— Begin Material for the task —
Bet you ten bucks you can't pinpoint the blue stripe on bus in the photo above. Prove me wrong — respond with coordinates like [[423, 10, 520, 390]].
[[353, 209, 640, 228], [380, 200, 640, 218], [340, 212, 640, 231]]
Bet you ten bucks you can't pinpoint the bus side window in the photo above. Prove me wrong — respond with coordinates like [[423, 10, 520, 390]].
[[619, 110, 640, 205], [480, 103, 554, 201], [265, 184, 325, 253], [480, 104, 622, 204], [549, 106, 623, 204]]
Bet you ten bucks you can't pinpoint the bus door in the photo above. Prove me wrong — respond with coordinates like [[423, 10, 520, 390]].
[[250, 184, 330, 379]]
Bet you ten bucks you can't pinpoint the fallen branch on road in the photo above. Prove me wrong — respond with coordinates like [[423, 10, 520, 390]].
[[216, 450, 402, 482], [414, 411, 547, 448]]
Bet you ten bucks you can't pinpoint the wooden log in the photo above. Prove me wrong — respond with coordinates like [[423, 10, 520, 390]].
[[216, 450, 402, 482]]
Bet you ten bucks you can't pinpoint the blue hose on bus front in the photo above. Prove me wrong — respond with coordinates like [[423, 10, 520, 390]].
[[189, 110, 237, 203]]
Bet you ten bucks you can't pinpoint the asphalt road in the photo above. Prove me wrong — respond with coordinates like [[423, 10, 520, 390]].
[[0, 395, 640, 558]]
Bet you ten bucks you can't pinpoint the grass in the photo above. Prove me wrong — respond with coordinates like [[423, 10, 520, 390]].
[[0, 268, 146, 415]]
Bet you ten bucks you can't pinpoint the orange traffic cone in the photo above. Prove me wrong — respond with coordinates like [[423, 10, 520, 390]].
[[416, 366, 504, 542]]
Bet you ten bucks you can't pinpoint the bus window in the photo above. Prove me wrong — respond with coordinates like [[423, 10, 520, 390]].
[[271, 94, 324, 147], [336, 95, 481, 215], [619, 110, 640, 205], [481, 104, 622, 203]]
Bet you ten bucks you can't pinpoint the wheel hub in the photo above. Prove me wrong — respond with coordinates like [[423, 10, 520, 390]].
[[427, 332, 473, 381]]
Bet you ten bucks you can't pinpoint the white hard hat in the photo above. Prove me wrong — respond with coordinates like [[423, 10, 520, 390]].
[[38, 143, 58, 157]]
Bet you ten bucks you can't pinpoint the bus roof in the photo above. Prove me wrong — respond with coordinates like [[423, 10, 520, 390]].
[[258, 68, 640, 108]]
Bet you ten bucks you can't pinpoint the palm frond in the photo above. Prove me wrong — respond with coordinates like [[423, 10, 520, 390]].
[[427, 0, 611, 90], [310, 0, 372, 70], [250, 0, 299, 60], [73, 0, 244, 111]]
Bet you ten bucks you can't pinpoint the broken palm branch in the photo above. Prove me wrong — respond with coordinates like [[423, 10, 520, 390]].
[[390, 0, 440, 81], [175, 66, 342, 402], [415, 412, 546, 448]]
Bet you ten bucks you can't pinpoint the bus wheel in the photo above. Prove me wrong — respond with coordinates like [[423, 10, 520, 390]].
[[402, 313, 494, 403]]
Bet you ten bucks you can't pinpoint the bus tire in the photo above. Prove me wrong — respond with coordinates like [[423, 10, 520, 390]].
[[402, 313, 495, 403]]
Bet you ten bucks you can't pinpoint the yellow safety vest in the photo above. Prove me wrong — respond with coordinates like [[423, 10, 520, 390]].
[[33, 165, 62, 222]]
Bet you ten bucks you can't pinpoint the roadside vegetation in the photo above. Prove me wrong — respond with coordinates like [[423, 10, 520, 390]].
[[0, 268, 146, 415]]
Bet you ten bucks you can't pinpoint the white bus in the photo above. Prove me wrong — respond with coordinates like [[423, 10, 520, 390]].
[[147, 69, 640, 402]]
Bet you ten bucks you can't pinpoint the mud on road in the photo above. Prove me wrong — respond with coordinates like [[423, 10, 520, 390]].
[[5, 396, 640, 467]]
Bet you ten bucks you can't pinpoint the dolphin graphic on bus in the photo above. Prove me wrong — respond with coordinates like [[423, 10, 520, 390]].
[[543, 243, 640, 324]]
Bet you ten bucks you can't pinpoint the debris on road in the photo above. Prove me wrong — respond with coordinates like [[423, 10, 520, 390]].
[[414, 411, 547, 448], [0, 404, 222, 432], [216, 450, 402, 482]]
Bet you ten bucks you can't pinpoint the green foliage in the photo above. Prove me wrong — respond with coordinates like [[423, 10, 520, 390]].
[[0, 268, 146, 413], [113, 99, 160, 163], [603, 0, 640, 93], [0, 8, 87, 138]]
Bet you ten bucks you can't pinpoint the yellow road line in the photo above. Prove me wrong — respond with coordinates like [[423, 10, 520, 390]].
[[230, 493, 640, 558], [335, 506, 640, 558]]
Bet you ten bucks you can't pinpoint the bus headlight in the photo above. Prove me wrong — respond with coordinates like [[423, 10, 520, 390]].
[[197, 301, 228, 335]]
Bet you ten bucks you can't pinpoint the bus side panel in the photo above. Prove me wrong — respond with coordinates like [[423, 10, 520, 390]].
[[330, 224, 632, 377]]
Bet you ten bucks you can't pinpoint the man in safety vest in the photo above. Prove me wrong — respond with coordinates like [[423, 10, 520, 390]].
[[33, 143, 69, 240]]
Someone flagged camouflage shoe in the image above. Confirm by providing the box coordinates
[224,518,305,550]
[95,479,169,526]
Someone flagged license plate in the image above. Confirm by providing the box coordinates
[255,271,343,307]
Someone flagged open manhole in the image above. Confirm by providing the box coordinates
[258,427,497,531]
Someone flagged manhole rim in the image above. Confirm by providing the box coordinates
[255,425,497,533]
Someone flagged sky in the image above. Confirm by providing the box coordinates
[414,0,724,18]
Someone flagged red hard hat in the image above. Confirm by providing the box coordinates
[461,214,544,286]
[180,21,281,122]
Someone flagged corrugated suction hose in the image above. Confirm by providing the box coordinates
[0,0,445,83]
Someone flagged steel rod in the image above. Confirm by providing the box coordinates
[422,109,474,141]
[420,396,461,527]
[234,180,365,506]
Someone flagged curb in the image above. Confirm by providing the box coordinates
— End Material for the task —
Write out the material exactly as given.

Bet you ten bucks you can't pinpoint the blue stripe on bus in the photo above. Prove me wrong — respond with coordinates like [[423, 10, 520, 390]].
[[353, 209, 640, 228], [380, 200, 640, 218], [340, 212, 640, 231]]
Bet you ten bucks you can't pinpoint the bus side window in the photo above. Prove me wrong — respond with coordinates like [[423, 10, 520, 390]].
[[619, 110, 640, 205], [480, 103, 554, 201], [265, 184, 325, 253], [480, 104, 622, 204], [549, 106, 623, 204]]
Bet you ten bucks you can't pinpoint the bus door in the photo above. Prove me wrong — respond with coordinates like [[423, 10, 520, 390]].
[[250, 184, 330, 379]]
Bet you ten bucks you can't pinpoint the fallen branch on road in the photo above. Prove me wrong — respond with coordinates like [[423, 10, 520, 390]].
[[216, 450, 402, 482], [414, 411, 547, 448]]
Bet you ten bucks you can't pinpoint the wooden log in the photo above. Prove me wrong — respond with coordinates like [[423, 10, 520, 390]].
[[216, 450, 402, 482]]
Bet you ten bucks you can't pinpoint the blue hose on bus front in the photo above. Prove me wrong — respond with coordinates like [[423, 10, 520, 390]].
[[189, 110, 237, 203]]
Bet you ten bucks you can't pinpoint the asphalt road in the photo above. Prove me wrong — respond with coordinates like [[423, 10, 520, 390]].
[[0, 395, 640, 558]]
Bet you ten bucks you can't pinpoint the grass in the photo above. Prove me wrong — respond with coordinates like [[423, 10, 520, 390]].
[[0, 268, 146, 415]]
Bet you ten bucks you can't pinpoint the orange traffic cone in the photo above. Prove me wrong — respond with coordinates like [[423, 10, 520, 390]].
[[416, 366, 504, 542]]
Bet you ten bucks you can't pinpoint the bus window in the photo above. Prove me wrong — respond with coordinates like [[423, 10, 520, 390]].
[[271, 94, 324, 147], [336, 95, 481, 215], [619, 110, 640, 205], [481, 104, 622, 203]]
Bet you ten bucks you can't pinpoint the wheel hub in the photo above. Prove me wrong — respond with coordinates like [[423, 10, 520, 390]].
[[427, 332, 473, 381]]
Bet you ten bucks you can't pinpoint the white hard hat in the photo above. Prove me wrong — respond with coordinates like [[423, 10, 520, 390]].
[[38, 143, 58, 157]]
Bet you ten bucks you can't pinpoint the bus roof in the photo above. Prove me wrong — respond with coordinates like [[423, 10, 520, 390]].
[[258, 68, 640, 108]]
Bet you ten bucks you can't pinpoint the palm frond in the photo above. Prove me wrong — respond with coordinates like [[423, 10, 520, 390]].
[[427, 0, 611, 90], [310, 0, 372, 70], [250, 0, 299, 60], [73, 0, 244, 111]]
Bet you ten bucks you can't pinpoint the broken palm branch in the photo above. Prove me wrong — respond with coordinates like [[423, 10, 520, 390]].
[[390, 0, 440, 81], [175, 66, 342, 402], [415, 412, 546, 448]]
Bet you ten bucks you can't pinpoint the bus wheel in the photo above. Prove me wrong — respond with coordinates like [[423, 10, 520, 390]].
[[402, 313, 494, 403]]
Bet you ten bucks you can't pinpoint the bus tire in the photo above. Prove me wrong — respond with coordinates like [[423, 10, 520, 390]].
[[402, 313, 495, 403]]
Bet you ten bucks you can't pinpoint the yellow safety vest in the photo above. Prove me wrong — respond with coordinates like [[423, 10, 520, 390]].
[[33, 165, 62, 222]]
Bet you ten bucks you can't pinpoint the roadside vegetation in the photo above. Prove me wrong — respond with coordinates like [[423, 10, 520, 390]].
[[0, 268, 146, 415]]
Bet you ten bucks you can't pinpoint the white bus in the photo above. Prove me wrong — respond with coordinates like [[423, 10, 520, 390]].
[[147, 69, 640, 402]]
Bet you ten bucks you can't pinpoint the mud on road in the photo above. Prove me wrong — respond with coordinates like [[423, 10, 520, 390]].
[[5, 396, 640, 467]]
Bet you ten bucks you can't pinpoint the dolphin graphic on bus in the photo above. Prove me wrong — respond with coordinates like [[423, 10, 520, 390]].
[[543, 243, 640, 324]]
Bet you ten bucks you can't pinpoint the debris on road in the photo above. Prove me wrong — respond with coordinates like [[423, 10, 520, 390]].
[[414, 411, 547, 448], [0, 404, 222, 432], [216, 450, 402, 482]]
Bet you ten bucks you can't pinpoint the green foliage in the photo above. Prove me wrong — respond with coordinates like [[423, 10, 520, 390]].
[[0, 268, 146, 413], [113, 99, 160, 163], [603, 0, 640, 93], [0, 8, 87, 138]]
Bet you ten bucks you can't pinpoint the yellow road line in the photo above. Prove me wrong — respond with coordinates like [[423, 10, 520, 390]].
[[230, 493, 640, 558], [335, 506, 640, 558]]
Bet you ten bucks you can't pinpoint the bus headlight in the photo above. Prove me wrong — respond with coordinates like [[423, 10, 520, 390]].
[[197, 301, 228, 335]]
Bet you ten bucks you can't pinpoint the bus side panel in the photo above. Prove me wrong — respond with coordinates like [[423, 10, 520, 390]].
[[330, 224, 632, 377]]
Bet you ten bucks you can't pinpoint the man in safety vest in the photo above. Prove me wrong — respond with coordinates like [[423, 10, 520, 390]].
[[33, 143, 69, 240]]
Someone flagged camouflage shoe in the image above. Confirm by providing the box coordinates
[224,518,305,550]
[95,479,169,526]
Someone flagged license plate in the image above. Confirm by providing the box coordinates
[255,271,343,307]
Someone flagged open manhole in the image above. Confirm by providing the box coordinates
[258,427,497,531]
Someone flagged manhole rim in the image above. Confirm by providing the box coordinates
[255,425,497,533]
Someone flagged sky in the image above. Confirm by providing the box coordinates
[414,0,724,18]
Someone flagged red hard hat in the image above. Confirm by providing the box coordinates
[461,214,544,286]
[180,21,281,122]
Someone flagged corrugated suction hose in the image above. Confirm by providing the box coordinates
[0,0,445,83]
Someone flagged steel rod in the image above. Confirm by providing the box coordinates
[422,109,474,141]
[420,396,461,527]
[234,180,365,506]
Someone flagged curb in the image above. Confirm by providing the box coordinates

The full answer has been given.